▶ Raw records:
* Start *
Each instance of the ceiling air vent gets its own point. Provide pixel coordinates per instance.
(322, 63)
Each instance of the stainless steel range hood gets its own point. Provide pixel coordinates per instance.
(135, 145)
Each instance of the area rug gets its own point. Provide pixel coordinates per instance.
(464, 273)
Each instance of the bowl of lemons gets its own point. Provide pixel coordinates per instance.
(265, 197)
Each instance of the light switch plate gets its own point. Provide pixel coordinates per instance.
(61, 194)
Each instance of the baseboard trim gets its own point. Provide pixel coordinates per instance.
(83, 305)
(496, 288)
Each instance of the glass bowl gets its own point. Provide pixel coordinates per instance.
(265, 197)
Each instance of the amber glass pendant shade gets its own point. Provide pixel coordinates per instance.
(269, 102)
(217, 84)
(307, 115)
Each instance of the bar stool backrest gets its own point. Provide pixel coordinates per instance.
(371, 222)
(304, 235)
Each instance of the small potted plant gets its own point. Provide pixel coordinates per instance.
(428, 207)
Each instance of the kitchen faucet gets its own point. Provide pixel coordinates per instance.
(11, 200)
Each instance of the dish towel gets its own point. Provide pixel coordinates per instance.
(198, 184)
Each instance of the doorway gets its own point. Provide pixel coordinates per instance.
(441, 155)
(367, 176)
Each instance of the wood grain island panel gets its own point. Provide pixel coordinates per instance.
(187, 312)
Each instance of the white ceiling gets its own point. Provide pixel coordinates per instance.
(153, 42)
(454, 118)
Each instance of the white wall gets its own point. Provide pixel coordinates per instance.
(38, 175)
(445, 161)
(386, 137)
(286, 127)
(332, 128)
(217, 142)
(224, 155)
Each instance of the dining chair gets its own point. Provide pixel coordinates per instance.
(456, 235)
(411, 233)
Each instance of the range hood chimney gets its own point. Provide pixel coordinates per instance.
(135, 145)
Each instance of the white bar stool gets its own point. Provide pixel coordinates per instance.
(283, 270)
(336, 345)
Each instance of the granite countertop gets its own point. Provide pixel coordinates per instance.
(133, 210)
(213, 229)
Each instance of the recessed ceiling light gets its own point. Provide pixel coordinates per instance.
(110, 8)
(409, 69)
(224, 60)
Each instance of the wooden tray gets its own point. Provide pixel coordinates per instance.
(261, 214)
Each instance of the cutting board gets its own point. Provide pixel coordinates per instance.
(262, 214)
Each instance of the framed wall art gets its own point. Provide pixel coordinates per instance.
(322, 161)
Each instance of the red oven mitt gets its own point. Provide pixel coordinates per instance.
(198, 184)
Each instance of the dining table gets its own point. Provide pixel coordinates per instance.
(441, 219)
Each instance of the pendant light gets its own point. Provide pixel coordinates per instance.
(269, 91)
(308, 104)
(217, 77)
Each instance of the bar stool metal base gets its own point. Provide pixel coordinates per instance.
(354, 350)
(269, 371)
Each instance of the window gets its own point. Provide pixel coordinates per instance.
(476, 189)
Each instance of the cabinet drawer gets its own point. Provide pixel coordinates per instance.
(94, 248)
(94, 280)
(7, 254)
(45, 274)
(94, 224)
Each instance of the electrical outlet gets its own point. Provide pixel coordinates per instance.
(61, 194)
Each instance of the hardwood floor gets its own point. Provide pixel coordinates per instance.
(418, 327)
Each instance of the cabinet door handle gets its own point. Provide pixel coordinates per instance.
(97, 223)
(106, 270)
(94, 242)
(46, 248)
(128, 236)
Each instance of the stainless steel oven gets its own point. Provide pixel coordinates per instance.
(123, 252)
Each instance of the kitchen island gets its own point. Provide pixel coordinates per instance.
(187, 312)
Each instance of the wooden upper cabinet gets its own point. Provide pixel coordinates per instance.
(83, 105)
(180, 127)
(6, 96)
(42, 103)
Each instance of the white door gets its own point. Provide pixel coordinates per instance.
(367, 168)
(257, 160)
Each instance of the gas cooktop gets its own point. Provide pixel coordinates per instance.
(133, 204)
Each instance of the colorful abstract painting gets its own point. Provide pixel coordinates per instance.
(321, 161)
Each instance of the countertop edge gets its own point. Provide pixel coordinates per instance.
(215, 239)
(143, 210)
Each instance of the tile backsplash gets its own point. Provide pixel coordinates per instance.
* End *
▶ GIVEN REQUEST: Extract the listing in its entirety and repeat it exactly.

▶ COMPLETED EXERCISE:
Each instance of the ceiling air vent gets its own point. Provide pixel coordinates per instance.
(322, 63)
Each instance of the stainless steel range hood gets its own point. Provide pixel coordinates per instance.
(135, 145)
Each instance of the area rug gets its own point. Provide pixel coordinates per instance.
(464, 273)
Each instance of the bowl of lemons gets its own point. Provide pixel coordinates per instance.
(265, 197)
Each instance of the light switch plate gets its own point. Provide pixel coordinates per instance.
(61, 194)
Each instance of the baseboard trim gets its own point. Provide pixel coordinates per instance.
(83, 305)
(496, 288)
Each instance of the glass bowl gets its own point. Provide pixel coordinates per instance.
(265, 197)
Each instance of the amber glass pendant shade gets its own point. Provide pixel coordinates per instance.
(269, 102)
(217, 84)
(307, 115)
Each instance of the bar stool backrest gets its own point. Provide pixel coordinates per instance.
(371, 222)
(304, 235)
Each instance of the small potted plant gets its own point. Provide pixel coordinates per instance.
(428, 207)
Each instance of the kitchen faucet gets its own point. Provide pixel coordinates per instance.
(11, 200)
Each instance of the dish towel gets its own point. Provide pixel coordinates per instance.
(198, 184)
Each instance of the doorway gets its own point. Provide pixel coordinates per instance.
(441, 155)
(367, 176)
Each instance of the wood grain island panel gets its own point. Provide pixel coordinates per instance.
(187, 312)
Each instance of the white ceiling gets its own point. Provide pixel coordinates per instance.
(153, 42)
(454, 118)
Each instance of the white wall gets its own point. Provide pixel coordinates per instance.
(38, 175)
(445, 161)
(386, 137)
(286, 127)
(332, 128)
(217, 142)
(224, 155)
Each instance of the dining chair gets its own point. Provide pixel coordinates per instance.
(456, 235)
(411, 233)
Each instance of the range hood chimney gets its own point. Provide pixel coordinates per instance.
(135, 145)
Each instance of the white bar stool gets its own point. Provide pixel coordinates per instance.
(283, 270)
(336, 345)
Each instance of the granite countertop gets its own point. Provide pixel coordinates per instance.
(133, 210)
(213, 229)
Each instance of the recessed ceiling light gets its own point. Provide pixel coordinates per instance.
(110, 8)
(409, 69)
(224, 60)
Each instance of the wooden tray gets its own point. Provide pixel coordinates per instance.
(261, 214)
Each instance of the cutting board gets its own point. Provide pixel coordinates per instance.
(262, 214)
Each instance of the framed wall art gets its own point. Provide pixel coordinates per instance.
(322, 161)
Each instance of the red oven mitt gets its own point. Provide pixel coordinates per instance.
(198, 184)
Each instance of the dining table gets its own point. Provide pixel coordinates per instance.
(441, 219)
Each instance of the pendant light gets its own point. Provide pixel coordinates per instance.
(269, 91)
(308, 104)
(217, 77)
Each instance of the bar stool metal base gets its own point. Provide pixel coordinates per instance.
(354, 350)
(269, 371)
Each instance of the window gets its own point. Provide pixel coordinates per instance.
(476, 189)
Each instance of the cabinet drawer gets its own point. Provide pixel coordinates per instance.
(94, 248)
(94, 280)
(7, 254)
(45, 274)
(94, 224)
Each instance of the electrical outlet gets its own point. Provide pixel coordinates per instance.
(61, 194)
Each instance of the hardwood floor gets its own point. Provide pixel coordinates per instance.
(418, 327)
Each instance of the cabinet door handle gets its own point. Provide pixel coordinates per instance.
(97, 223)
(106, 270)
(94, 242)
(46, 248)
(128, 236)
Each instance of the stainless steel oven gets its own point. Provide pixel coordinates per instance.
(123, 252)
Each instance of the kitchen island gets its own point. Provide pixel coordinates per instance.
(187, 312)
Each instance of the wooden upper cabinet gets its own point. Provide pixel coordinates per instance.
(83, 105)
(180, 127)
(6, 96)
(42, 103)
Each instance of the white door gets its own point. Provide pixel coordinates per instance.
(367, 168)
(257, 160)
Each instance of the gas cooktop gets its own point. Provide pixel coordinates per instance.
(133, 204)
Each instance of the colorful abstract painting gets its own point. Provide pixel coordinates per instance.
(321, 161)
Each instance of the countertop edge gets its own point. Provide pixel coordinates per instance.
(215, 239)
(143, 210)
Each instance of the tile backsplash gets its own point. Provide pixel coordinates per instance.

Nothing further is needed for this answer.